EXERCISE GOAL:
Can you print, word for word, everything from "Speaking to panellists" down to "protected from racism." in the article below on white privilege in the NHS?

SOURCE EXTRACT:
NHS chiefs address ‘white privilege’ in health service

Health chiefs have said racism exists in the NHS and called for greater acknowledgement of “white privilege” in the service.

A discussion was held as part of NHS Providers’ virtual annual conference on how trust leaders were challenging themselves and their organisations to identify and tackle race inequality.

Patricia Miller, chief executive of Dorset County Hospital NHS Foundation Trust, described growing up in a mixed heritage household after her grandfather migrated to the UK among the final wave of Windrush immigrants to settle in the country.

Speaking to panellists on Wednesday, she said: “I think the reality for me is that the world is seen through the lens of a white person, it’s not seen through the lens of a person of colour.”

She added: “One thing I’ve learned from being an executive is that you can be the most senior person in an organisation and you’re not protected from racism.

“I knew there were a number of staff that, since my arrival at the organisation, had never spoken to me and I’m pretty sure that wasn’t because they don’t like my hairstyle or my approach, it’s simply the fact they don’t like my ethnicity.”

Roisin Fallon-Williams, chief executive of Birmingham and Solihull Mental Health NHS Foundation Trust, said it was a privilege to hear stories such as those shared by Ms Miller.

She said: “For me, discovering that I have white privilege, working in an organisation where we’re beginning to think more widely as a board, as senior leaders, about this term white privilege, it’s invoking all those things around ‘it doesn’t mean me because of my background’.

EXTRACTED INFORMATION:
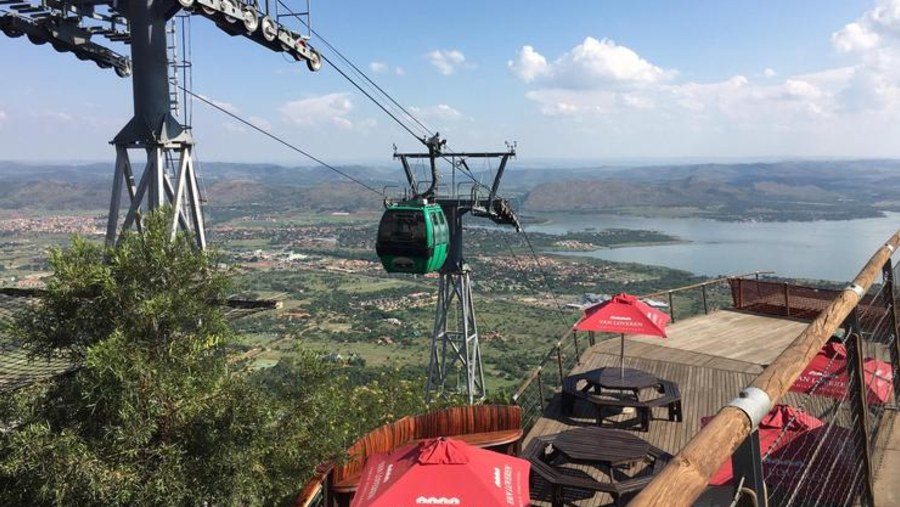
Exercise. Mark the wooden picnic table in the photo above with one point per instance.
(628, 379)
(588, 386)
(581, 457)
(601, 445)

TASK OUTPUT:
Speaking to panellists on Wednesday, she said: “I think the reality for me is that the world is seen through the lens of a white person, it’s not seen through the lens of a person of colour.”

She added: “One thing I’ve learned from being an executive is that you can be the most senior person in an organisation and you’re not protected from racism.